ARBEITSANWEISUNGEN =>
A – Unter welchem Aktenzeichen ist laut der Gerichtsentscheidung zur Umzugsaufforderung die Klage des Antragstellers bei Gericht anhängig?
B – Setzen Sie die Gerichtsentscheidung zur Umzugsaufforderung im Anschluss an ihren letzten Satz fort.

STUDIENTEXT =>
----------

Verwaltungsrecht

Anordnung der aufschiebenden Wirkung der Klage gegen eine Umzugsaufforderung

Aktenzeichen  M 24 S 17.213

Datum:
13.4.2017
Rechtsgebiet:
Gerichtsart:
VG
Gerichtsort:
München
Rechtsweg:
Verwaltungsgerichtsbarkeit
Normen:
AufenthG AufenthG § 60a Abs. 2 S. 1
AsylbLG AsylbLG § 1a Abs. 1
VwGO VwGO § 52 Nr. 2 S. 3, § 80 Abs. 5
AsylG AsylG § 50
DVAsylG § 9 Abs. 1 S. 2, Abs. 5

 

Leitsatz

Eine geplante Unterbringung in einem Mehrbettzimmer ist rechtswidrig, wenn es an dem Tatbestandsmerkmal des öffentlichen Interesses für die Umzugsaufforderung fehlt. (Rn. 23) (redaktioneller Leitsatz)

Tenor

I. Die aufschiebende Wirkung der Klage wird angeordnet.
II. Der Antragsgegner hat die Kosten des Verfahrens zu tragen.

Gründe

I.
Der Rechtsstreit betrifft eine vom Antragsgegner gegenüber dem Antragsteller verfügte Umzugsaufforderung innerhalb des Landkreises …
Mit streitgegenständlichem Bescheid vom … Dezember 2016 wies die Regierung von Oberbayern den Antragsteller ab dem … Dezember 2016 dem Landkreis … (Nr. 1) und ihm dort als künftigen Wohnsitz die Unterbringung im Hotel … in … (Nr. 2) zu, verpflichtete ihn, spätestens am … Dezember 2016 zum Einzug in die unter Nr. 2 genannte Unterkunft (Nr. 3) und drohte für den Fall, dass der Aufforderung unter Nr. 3 nicht rechtzeitig nachgekommen werde, die Vollstreckung durch unmittelbarem Zwang an (Nr. 4).
Ausweislich des streitgegenständlichen Bescheides wohnte der Antragsteller bislang in einer Gemeinschaftsunterkunft in der … Straße in …
Am … Januar 2017 erhob der Antragsteller durch seine Bevollmächtigte Klage mit dem Antrag, den Bescheid des Antragsgegners vom … Dezember 2016 aufzuheben. Über die unter dem Aktenzeichen M 24 K 17.212 bei Gericht anhängige Klage wurde noch nicht entschieden. Zugleich wurde beantragt,
die aufschiebende Wirkung der Klage anzuordnen.

----------

ROHDATEN =>

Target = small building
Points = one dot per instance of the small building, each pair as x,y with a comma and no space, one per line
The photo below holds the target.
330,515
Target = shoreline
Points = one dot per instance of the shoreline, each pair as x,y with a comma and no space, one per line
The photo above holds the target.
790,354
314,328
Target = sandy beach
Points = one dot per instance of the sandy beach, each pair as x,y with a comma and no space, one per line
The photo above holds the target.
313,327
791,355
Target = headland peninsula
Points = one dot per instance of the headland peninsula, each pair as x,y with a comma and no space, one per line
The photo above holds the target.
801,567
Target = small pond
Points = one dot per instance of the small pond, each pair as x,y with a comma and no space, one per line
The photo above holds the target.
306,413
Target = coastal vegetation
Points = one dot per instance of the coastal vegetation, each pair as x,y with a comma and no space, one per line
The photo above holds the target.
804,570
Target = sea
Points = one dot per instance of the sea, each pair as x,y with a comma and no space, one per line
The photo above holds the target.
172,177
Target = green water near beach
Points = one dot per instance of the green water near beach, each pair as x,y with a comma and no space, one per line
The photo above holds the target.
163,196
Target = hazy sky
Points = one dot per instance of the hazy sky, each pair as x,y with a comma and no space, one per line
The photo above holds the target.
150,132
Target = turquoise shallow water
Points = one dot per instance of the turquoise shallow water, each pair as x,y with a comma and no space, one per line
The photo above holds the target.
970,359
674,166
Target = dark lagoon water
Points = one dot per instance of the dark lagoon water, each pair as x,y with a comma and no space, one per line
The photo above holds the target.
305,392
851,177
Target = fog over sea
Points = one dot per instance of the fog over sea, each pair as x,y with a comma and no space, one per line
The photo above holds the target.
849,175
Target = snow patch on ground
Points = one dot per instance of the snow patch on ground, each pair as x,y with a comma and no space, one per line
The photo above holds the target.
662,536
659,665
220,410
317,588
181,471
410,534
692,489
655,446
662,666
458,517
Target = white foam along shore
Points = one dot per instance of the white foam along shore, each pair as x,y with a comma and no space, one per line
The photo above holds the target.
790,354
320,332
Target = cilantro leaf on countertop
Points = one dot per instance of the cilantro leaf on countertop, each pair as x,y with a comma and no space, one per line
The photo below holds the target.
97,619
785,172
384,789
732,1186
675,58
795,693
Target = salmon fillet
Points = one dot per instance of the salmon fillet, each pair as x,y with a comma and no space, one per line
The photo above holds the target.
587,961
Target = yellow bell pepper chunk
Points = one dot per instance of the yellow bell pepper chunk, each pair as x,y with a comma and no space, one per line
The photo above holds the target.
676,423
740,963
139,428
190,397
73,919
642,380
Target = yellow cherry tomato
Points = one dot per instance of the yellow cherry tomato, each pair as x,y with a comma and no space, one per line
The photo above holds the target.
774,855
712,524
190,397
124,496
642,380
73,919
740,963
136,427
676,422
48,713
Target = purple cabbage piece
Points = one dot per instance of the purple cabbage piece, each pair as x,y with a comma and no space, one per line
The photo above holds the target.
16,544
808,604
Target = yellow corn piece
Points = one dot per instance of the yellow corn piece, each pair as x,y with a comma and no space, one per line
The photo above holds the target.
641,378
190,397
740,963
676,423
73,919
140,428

----------

IHRE ANTWORTEN =>
A – M 24 K 17.212

B –
Zur Begründung wurde mit Schreiben vom … Februar 2017 ein ärztliches Attest der …-Klinik vom … Januar 2017 zur Kenntnisnahme vorgelegt, wonach sich der Antragsteller dort wegen schwerer psychischer Erkrankungen in stationär-psychiatrischer Behandlung befinde. Aufgrund seiner Erkrankung sei eine reizarme, stabilisierende und Sicherheit vermittelnde Unterkunft aus ärztlicher Sicht dringend erforderlich. Die geplante Unterbringung in einem Mehrbettzimmer bedeute aus ärztlicher Sicht eine massive Belastung für den Patienten, durch die eine anhaltende Stresssituation für ihn entstehe und eine neuerliche Dekompensation bzw. deutliche Verschlechterung und Chronifizierung seiner Erkrankungen droht. Aus diesem Grund sei aus ärztlicher Sicht die Unterbringung in einer entsprechend geeigneten Wohnumgebung dringend erforderlich, da durch diese Maßnahmen eine Verschlechterung der Erkrankung vermieden und somit eine anhaltende Stabilisierung der psychischen Situation bei dem Patienten erreicht werden könne.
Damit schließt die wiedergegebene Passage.